• [EXERCISE DIRECTIONS]: Filter the entries for the string "bikini". Copy each line that has it.

• [PROVIDED RECORDS]:
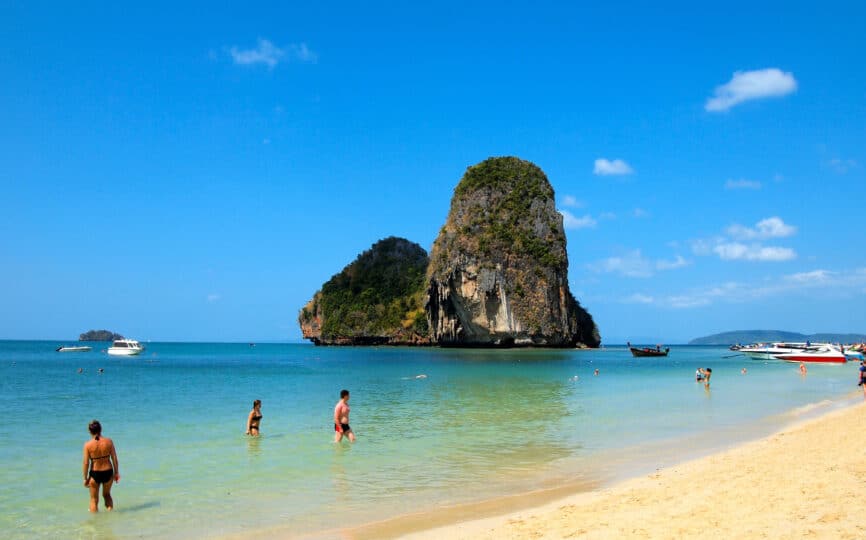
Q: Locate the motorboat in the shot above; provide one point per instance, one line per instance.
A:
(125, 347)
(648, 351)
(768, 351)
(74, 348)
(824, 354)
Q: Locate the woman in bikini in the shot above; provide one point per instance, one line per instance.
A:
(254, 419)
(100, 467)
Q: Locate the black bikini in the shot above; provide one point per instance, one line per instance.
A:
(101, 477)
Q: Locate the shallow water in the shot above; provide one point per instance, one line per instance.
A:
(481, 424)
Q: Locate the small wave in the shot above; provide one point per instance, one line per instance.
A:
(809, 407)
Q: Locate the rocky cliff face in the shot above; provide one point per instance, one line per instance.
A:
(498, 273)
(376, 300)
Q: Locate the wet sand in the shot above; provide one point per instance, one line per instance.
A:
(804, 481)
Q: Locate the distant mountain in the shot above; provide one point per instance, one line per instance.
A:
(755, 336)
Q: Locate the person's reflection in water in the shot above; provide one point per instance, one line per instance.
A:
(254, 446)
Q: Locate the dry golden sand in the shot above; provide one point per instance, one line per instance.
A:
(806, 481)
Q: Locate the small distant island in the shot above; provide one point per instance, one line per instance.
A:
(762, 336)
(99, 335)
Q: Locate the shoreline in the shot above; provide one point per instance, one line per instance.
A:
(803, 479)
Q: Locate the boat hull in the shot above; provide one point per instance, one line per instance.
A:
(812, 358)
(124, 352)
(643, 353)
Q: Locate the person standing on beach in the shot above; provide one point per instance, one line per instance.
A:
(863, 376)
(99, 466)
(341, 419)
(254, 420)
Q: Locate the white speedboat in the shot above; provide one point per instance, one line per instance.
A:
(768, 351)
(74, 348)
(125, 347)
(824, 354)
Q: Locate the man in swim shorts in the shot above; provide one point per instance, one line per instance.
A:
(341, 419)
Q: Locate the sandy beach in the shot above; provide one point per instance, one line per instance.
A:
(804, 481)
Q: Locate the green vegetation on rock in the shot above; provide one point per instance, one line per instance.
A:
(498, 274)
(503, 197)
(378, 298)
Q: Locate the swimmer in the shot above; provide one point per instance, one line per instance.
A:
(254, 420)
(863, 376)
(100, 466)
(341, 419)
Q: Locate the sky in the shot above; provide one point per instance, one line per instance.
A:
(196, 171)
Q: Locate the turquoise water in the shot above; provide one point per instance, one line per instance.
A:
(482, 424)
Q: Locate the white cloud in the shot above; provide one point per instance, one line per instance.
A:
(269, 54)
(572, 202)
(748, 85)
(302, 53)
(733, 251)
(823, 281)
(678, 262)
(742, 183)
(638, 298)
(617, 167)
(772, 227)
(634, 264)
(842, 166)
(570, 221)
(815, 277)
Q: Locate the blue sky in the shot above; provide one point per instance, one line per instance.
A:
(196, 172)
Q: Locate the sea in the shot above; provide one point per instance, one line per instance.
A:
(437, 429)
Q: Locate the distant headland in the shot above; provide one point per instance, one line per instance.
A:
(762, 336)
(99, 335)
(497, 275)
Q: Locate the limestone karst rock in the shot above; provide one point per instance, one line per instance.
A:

• [EXPECTED ANSWER]:
Q: Locate the woman in bikini in the shot above; provide one point per instance, one line per instance.
Q: Locate the black bikini in the shot above; provide one point per instance, one line per instance.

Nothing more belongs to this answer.